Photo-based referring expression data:
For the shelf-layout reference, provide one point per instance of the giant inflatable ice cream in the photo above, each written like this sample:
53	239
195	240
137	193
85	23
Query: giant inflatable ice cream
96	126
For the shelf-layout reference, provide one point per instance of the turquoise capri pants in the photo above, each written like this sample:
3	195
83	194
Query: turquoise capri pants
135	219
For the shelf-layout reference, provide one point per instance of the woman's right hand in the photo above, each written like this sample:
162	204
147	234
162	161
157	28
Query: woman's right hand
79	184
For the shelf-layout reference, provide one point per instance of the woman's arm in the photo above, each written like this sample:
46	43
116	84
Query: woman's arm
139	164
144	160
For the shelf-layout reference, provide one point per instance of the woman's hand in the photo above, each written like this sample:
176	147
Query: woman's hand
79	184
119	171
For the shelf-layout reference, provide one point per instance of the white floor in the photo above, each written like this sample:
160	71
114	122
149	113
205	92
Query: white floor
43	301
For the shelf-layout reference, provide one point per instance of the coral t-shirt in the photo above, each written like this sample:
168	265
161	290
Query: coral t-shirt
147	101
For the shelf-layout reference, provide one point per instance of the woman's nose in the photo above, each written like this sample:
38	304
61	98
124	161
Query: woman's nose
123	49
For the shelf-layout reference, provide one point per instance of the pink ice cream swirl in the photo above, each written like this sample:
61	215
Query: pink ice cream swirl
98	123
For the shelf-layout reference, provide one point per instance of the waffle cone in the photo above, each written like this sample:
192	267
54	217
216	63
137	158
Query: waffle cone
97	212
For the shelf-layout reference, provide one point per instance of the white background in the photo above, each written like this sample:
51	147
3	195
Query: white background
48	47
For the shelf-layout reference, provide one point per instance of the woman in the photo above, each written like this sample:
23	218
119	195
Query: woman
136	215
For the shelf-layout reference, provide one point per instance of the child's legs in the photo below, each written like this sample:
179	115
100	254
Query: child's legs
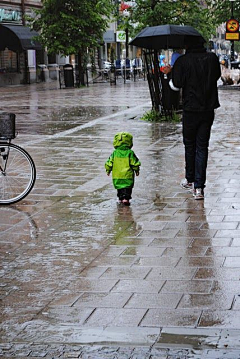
124	193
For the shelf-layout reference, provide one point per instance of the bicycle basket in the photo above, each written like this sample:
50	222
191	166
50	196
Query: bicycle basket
7	125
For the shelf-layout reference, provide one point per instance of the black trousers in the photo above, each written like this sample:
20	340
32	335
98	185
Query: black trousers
196	135
124	193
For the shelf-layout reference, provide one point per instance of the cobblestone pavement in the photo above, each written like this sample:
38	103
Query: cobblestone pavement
83	277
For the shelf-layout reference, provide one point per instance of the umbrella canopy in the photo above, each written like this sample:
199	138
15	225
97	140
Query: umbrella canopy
167	37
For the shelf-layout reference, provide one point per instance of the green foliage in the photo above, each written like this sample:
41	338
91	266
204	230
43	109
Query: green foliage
155	116
68	27
221	10
203	15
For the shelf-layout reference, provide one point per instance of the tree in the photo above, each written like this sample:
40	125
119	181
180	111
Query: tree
195	13
221	10
70	27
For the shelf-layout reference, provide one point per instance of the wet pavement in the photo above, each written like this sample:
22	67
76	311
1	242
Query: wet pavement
83	277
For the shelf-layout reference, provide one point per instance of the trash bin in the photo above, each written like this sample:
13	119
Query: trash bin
41	71
68	75
53	71
7	125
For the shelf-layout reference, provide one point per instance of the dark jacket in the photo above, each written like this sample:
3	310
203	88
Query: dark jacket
197	73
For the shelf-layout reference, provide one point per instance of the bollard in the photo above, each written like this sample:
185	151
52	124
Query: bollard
112	75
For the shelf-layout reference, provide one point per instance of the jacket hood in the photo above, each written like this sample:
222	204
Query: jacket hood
123	138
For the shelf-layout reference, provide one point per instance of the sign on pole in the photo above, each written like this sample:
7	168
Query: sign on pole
232	30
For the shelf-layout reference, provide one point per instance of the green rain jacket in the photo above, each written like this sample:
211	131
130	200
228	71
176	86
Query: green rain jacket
123	163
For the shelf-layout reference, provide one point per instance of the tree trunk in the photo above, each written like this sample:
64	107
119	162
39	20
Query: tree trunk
81	81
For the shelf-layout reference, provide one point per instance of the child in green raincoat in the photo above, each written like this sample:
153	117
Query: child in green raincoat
124	164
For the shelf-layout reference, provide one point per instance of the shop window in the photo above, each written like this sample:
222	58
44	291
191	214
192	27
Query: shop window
8	61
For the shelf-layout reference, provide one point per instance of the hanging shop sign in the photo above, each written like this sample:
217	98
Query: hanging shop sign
121	36
232	30
109	36
9	15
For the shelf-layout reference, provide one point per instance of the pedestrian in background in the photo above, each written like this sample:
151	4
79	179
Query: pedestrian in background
197	73
124	164
176	54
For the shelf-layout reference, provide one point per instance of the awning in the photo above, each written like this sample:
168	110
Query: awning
18	38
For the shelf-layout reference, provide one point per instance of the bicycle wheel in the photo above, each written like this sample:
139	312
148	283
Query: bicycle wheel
17	173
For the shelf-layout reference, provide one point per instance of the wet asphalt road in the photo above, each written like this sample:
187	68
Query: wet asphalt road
158	279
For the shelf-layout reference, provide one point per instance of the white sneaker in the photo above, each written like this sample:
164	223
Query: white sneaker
186	185
198	193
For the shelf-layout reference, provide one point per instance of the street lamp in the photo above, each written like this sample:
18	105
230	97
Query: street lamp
232	42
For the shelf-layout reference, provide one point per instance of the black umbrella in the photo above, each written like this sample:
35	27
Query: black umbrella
167	37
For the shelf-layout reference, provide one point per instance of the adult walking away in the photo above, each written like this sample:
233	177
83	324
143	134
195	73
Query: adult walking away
196	73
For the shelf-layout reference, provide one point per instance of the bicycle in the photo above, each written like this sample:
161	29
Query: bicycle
17	169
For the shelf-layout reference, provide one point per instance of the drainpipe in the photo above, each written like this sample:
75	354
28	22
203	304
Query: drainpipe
23	11
26	79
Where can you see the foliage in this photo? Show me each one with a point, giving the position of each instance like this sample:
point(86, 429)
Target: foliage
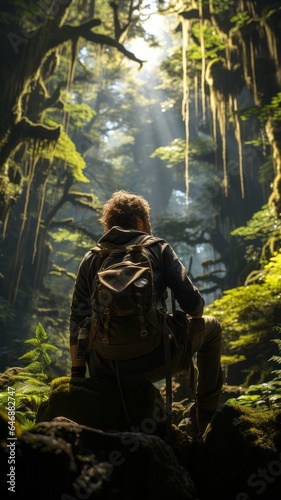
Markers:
point(273, 110)
point(265, 396)
point(65, 151)
point(30, 384)
point(247, 314)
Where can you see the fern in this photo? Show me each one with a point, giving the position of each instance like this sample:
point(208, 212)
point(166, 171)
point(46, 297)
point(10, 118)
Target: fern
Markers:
point(30, 386)
point(263, 396)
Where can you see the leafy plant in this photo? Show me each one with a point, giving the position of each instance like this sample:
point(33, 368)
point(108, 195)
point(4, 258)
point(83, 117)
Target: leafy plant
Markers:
point(29, 385)
point(247, 314)
point(265, 396)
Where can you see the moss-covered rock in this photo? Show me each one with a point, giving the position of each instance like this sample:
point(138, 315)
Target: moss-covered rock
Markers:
point(98, 403)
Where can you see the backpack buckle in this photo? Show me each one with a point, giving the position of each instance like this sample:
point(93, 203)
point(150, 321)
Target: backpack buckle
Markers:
point(144, 333)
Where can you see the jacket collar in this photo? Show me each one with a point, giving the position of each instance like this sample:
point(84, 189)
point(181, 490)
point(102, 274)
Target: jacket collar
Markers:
point(120, 236)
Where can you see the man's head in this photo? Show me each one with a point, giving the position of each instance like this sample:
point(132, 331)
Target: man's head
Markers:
point(126, 210)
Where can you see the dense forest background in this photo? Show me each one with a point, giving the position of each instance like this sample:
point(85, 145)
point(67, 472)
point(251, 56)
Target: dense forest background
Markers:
point(179, 101)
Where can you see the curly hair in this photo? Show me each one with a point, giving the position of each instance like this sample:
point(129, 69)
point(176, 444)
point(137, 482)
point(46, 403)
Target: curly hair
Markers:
point(125, 209)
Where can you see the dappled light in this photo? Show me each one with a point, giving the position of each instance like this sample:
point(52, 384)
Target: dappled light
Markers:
point(176, 101)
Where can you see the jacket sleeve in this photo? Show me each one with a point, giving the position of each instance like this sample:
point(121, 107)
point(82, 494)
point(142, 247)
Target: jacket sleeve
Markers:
point(80, 307)
point(175, 275)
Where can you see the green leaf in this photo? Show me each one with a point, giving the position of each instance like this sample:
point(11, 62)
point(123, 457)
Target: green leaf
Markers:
point(32, 341)
point(31, 355)
point(49, 347)
point(40, 332)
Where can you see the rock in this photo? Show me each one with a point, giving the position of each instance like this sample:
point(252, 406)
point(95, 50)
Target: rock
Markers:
point(239, 457)
point(62, 460)
point(98, 403)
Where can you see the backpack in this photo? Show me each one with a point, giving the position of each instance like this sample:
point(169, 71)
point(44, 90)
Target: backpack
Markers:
point(125, 322)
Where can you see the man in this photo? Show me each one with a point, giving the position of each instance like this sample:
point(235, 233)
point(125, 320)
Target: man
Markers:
point(125, 216)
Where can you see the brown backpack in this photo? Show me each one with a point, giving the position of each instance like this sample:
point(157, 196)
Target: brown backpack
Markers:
point(126, 322)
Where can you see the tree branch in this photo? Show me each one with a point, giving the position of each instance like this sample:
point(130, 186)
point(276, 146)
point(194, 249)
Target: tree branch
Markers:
point(24, 130)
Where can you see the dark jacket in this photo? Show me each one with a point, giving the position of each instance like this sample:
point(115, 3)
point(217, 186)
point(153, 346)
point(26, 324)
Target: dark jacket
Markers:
point(168, 272)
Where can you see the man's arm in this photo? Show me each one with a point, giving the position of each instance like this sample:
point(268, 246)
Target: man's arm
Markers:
point(80, 315)
point(175, 275)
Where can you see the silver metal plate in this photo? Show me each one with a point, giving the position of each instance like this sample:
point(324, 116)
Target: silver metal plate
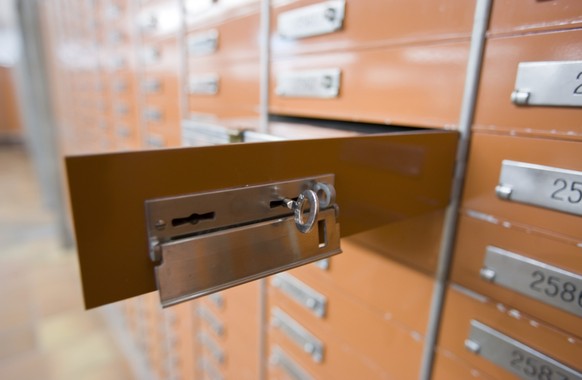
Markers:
point(201, 133)
point(197, 266)
point(207, 84)
point(301, 293)
point(538, 185)
point(312, 20)
point(548, 284)
point(298, 334)
point(549, 84)
point(322, 83)
point(280, 359)
point(203, 43)
point(224, 207)
point(515, 356)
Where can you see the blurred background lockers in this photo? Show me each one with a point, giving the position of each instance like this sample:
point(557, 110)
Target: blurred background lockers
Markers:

● **WORK ITEM**
Would you please copy exactly the part of the entries above that begins at the line containing "Where can you see the dappled" and ends at the line containing "Target: rock", both lines included?

● **SOLUTION TO THIS PROBLEM**
Where can you see the dappled light in this photo? Show me each one with a point, giving the position of each instance like this sample:
point(52, 384)
Target: dappled light
Markers:
point(176, 101)
Where can you see the jacket sleeve in this photo? Show me each one with a point, giving the position of each instance like this sample:
point(121, 107)
point(82, 494)
point(142, 247)
Target: jacket sleeve
Markers:
point(80, 307)
point(175, 275)
Where can you see the green leaf in this photo? Show me each one with a point, giving the position of each instance like this sample:
point(11, 62)
point(123, 457)
Target: green leaf
Markers:
point(32, 341)
point(31, 355)
point(49, 347)
point(40, 332)
Where can you see the rock in this photo? Show me each one with a point, giving the position of each instance like this sample:
point(252, 406)
point(95, 50)
Target: rock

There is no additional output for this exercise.